# [Problem to work on]
Arrange the lines below as a numbered list, omitting the blank lines.

# [Shape annotation entries]
··········
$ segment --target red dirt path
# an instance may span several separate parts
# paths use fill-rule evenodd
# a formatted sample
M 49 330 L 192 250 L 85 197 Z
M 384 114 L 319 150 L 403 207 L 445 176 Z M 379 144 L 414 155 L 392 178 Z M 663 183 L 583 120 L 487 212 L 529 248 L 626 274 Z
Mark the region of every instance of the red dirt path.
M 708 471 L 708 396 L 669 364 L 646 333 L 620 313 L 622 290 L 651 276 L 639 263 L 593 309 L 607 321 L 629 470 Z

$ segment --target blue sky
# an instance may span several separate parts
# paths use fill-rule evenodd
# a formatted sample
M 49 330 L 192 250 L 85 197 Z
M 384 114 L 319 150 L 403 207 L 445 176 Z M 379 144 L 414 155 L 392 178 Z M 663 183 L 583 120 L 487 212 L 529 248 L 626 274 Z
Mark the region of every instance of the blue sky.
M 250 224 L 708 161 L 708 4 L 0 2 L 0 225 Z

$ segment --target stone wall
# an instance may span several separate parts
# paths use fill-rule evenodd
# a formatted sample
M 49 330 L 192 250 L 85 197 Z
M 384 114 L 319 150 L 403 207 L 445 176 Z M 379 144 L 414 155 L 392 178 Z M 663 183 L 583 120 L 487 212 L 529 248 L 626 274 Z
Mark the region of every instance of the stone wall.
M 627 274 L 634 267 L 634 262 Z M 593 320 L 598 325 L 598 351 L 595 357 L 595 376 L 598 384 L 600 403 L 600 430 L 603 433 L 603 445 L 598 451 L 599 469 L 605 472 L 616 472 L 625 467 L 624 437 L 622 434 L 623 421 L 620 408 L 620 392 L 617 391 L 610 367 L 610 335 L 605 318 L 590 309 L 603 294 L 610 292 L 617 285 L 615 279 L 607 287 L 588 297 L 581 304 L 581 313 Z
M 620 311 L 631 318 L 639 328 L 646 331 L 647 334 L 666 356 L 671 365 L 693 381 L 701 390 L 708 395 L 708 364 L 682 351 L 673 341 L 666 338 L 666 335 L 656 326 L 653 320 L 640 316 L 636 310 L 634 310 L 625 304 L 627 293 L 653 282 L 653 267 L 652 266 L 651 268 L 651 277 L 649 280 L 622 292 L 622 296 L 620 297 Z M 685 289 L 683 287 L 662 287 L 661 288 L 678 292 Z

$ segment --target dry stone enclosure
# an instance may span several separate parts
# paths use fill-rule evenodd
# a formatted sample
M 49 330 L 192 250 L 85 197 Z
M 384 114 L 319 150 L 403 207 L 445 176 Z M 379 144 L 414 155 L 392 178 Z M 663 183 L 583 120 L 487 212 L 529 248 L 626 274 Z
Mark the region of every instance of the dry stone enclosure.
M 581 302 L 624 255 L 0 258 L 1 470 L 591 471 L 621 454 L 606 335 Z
··········
# [Result for this task]
1. $ segment --target red dirt path
2. # an instance may span several separate parts
3. # paths use fill-rule evenodd
4. # a formatted sample
5. M 49 330 L 192 250 L 85 197 Z
6. M 384 114 L 319 150 L 403 207 L 445 176 Z M 379 144 L 414 155 L 392 178 Z M 663 183 L 583 120 L 487 212 L 529 248 L 626 274 Z
7. Mark the region of every instance of the red dirt path.
8. M 708 471 L 708 396 L 669 364 L 646 333 L 620 313 L 622 290 L 651 276 L 639 263 L 593 309 L 607 321 L 629 470 Z
9. $ segment --target blue sky
10. # an instance may span several separate parts
11. # paths use fill-rule evenodd
12. # a formatted sample
13. M 49 330 L 192 250 L 85 197 Z
14. M 384 114 L 319 150 L 403 207 L 445 176 Z M 379 144 L 414 155 L 392 178 Z M 663 183 L 583 120 L 487 212 L 529 248 L 626 274 Z
15. Mark the region of every instance of the blue sky.
16. M 250 224 L 708 161 L 708 4 L 0 2 L 0 225 Z
17. $ segment --target stone wall
18. # an instance may span several separate parts
19. # paths use fill-rule evenodd
20. # a formatted sample
21. M 49 330 L 192 250 L 85 197 Z
22. M 384 114 L 319 150 L 403 207 L 445 176 Z M 379 144 L 414 155 L 392 178 Z M 663 183 L 583 120 L 487 212 L 529 248 L 626 274 Z
23. Mark the region of every instance of the stone wall.
24. M 627 274 L 634 267 L 634 262 Z M 593 320 L 598 325 L 598 351 L 595 357 L 595 376 L 598 384 L 600 403 L 600 430 L 603 433 L 603 445 L 598 451 L 599 469 L 605 472 L 616 472 L 625 467 L 624 437 L 622 434 L 623 421 L 620 408 L 620 392 L 617 391 L 610 367 L 610 335 L 605 318 L 590 309 L 603 294 L 610 292 L 617 285 L 615 279 L 607 287 L 588 297 L 581 304 L 581 313 Z
25. M 620 311 L 631 318 L 639 328 L 646 331 L 647 334 L 666 356 L 671 365 L 693 381 L 701 390 L 708 395 L 708 364 L 682 351 L 673 341 L 666 338 L 666 335 L 656 326 L 653 320 L 640 316 L 636 310 L 634 310 L 625 304 L 627 293 L 653 282 L 653 267 L 652 266 L 651 268 L 651 277 L 649 280 L 622 292 L 622 296 L 620 297 Z M 685 289 L 683 287 L 662 287 L 661 288 L 678 292 Z
26. $ segment --target dry stone enclosure
27. # an instance may span several separate parts
28. # paths use fill-rule evenodd
29. # a formatted sample
30. M 49 330 L 192 250 L 85 197 Z
31. M 384 114 L 319 150 L 403 207 L 445 176 Z M 379 144 L 414 155 L 392 178 Z M 663 183 L 583 120 L 487 212 L 529 248 L 626 274 Z
32. Mark the region of every instance of the dry stone enclosure.
33. M 581 302 L 624 255 L 0 258 L 1 470 L 591 471 L 621 454 L 606 335 Z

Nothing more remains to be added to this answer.